→ **Problem details**: Rewrite the listing below as a Markdown table with two columns, Row and Line, numbering each row and leaving out blank lines and pictures.

+++ Given information

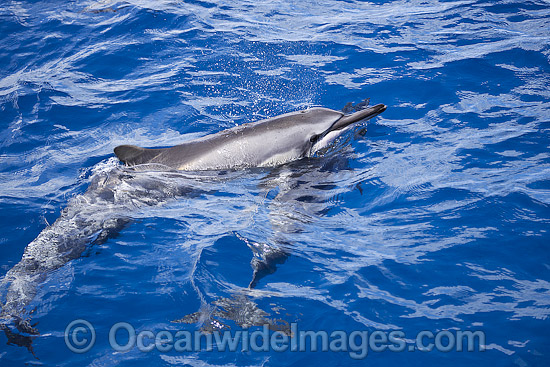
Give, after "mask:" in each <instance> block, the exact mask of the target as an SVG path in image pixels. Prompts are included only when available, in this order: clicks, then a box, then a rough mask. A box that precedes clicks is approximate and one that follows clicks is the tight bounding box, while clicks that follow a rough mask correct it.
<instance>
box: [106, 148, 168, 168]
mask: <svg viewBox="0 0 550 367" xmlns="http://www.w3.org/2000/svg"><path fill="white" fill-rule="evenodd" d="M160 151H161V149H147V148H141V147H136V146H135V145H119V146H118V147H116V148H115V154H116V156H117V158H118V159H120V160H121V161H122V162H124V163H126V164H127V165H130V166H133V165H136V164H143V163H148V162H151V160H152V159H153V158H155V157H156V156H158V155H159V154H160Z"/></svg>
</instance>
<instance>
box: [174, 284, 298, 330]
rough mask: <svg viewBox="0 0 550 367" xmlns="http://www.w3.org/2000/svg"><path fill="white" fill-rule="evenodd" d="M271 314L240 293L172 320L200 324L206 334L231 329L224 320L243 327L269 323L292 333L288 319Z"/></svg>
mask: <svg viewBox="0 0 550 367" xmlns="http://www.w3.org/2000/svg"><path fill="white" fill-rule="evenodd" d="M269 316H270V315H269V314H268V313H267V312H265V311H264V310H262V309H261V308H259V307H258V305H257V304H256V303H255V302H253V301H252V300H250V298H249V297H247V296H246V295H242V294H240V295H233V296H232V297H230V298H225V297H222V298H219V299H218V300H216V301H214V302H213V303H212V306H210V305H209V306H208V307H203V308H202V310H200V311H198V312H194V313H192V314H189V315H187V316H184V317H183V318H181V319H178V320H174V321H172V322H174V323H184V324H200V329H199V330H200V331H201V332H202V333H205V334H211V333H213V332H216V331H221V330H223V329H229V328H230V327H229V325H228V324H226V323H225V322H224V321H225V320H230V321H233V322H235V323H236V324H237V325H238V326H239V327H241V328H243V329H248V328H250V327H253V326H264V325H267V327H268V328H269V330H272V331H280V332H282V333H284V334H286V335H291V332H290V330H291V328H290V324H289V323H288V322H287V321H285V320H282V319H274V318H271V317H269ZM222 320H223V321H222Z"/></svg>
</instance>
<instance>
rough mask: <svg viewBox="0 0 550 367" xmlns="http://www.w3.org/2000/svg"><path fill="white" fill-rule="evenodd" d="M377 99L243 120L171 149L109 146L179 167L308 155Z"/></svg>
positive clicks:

++++++

→ **Response to the exercise**:
| Row | Line |
|---|---|
| 1 | Give, after "mask:" in each <instance> block, the exact mask of the target as an SVG path in image pixels. Prompts are included only when available, in this order: clicks, then a box, then a rough mask. A box that precedes clicks is approximate and one that follows clicks is the tight bounding box, while clicks that follow a rough mask correct it. |
| 2 | <instance> |
| 3 | box: [106, 148, 168, 168] |
| 4 | mask: <svg viewBox="0 0 550 367" xmlns="http://www.w3.org/2000/svg"><path fill="white" fill-rule="evenodd" d="M160 151H161V149H147V148H141V147H136V146H135V145H119V146H118V147H116V148H115V154H116V156H117V158H118V159H120V160H121V161H122V162H124V163H126V164H127V165H130V166H133V165H136V164H143V163H148V162H151V160H152V159H153V158H155V157H156V156H158V155H159V154H160Z"/></svg> |
| 5 | </instance> |
| 6 | <instance> |
| 7 | box: [174, 284, 298, 330] |
| 8 | rough mask: <svg viewBox="0 0 550 367" xmlns="http://www.w3.org/2000/svg"><path fill="white" fill-rule="evenodd" d="M271 314L240 293L172 320L200 324L206 334L231 329L224 320L243 327L269 323L292 333L288 319Z"/></svg> |
| 9 | mask: <svg viewBox="0 0 550 367" xmlns="http://www.w3.org/2000/svg"><path fill="white" fill-rule="evenodd" d="M269 316H270V315H269V314H268V313H267V312H265V311H264V310H262V309H261V308H259V307H258V305H257V304H256V303H255V302H253V301H252V300H250V298H249V297H247V296H246V295H242V294H240V295H233V296H232V297H230V298H225V297H222V298H219V299H218V300H216V301H214V302H213V303H212V306H210V305H209V306H208V307H203V308H202V310H200V311H198V312H194V313H192V314H189V315H187V316H184V317H183V318H181V319H178V320H174V321H172V322H174V323H184V324H200V329H199V330H200V331H201V332H202V333H205V334H211V333H213V332H216V331H221V330H223V329H229V328H230V327H229V325H228V324H226V323H225V322H224V321H225V320H230V321H233V322H235V323H236V324H237V325H238V326H239V327H241V328H243V329H248V328H250V327H253V326H264V325H267V327H268V328H269V330H272V331H280V332H282V333H284V334H286V335H291V332H290V330H291V328H290V324H289V323H288V322H287V321H285V320H282V319H274V318H271V317H269ZM222 320H223V321H222Z"/></svg> |
| 10 | </instance> |
| 11 | <instance> |
| 12 | rough mask: <svg viewBox="0 0 550 367" xmlns="http://www.w3.org/2000/svg"><path fill="white" fill-rule="evenodd" d="M377 99L243 120L171 149L109 146L179 167L308 155Z"/></svg> |
| 13 | positive clicks: |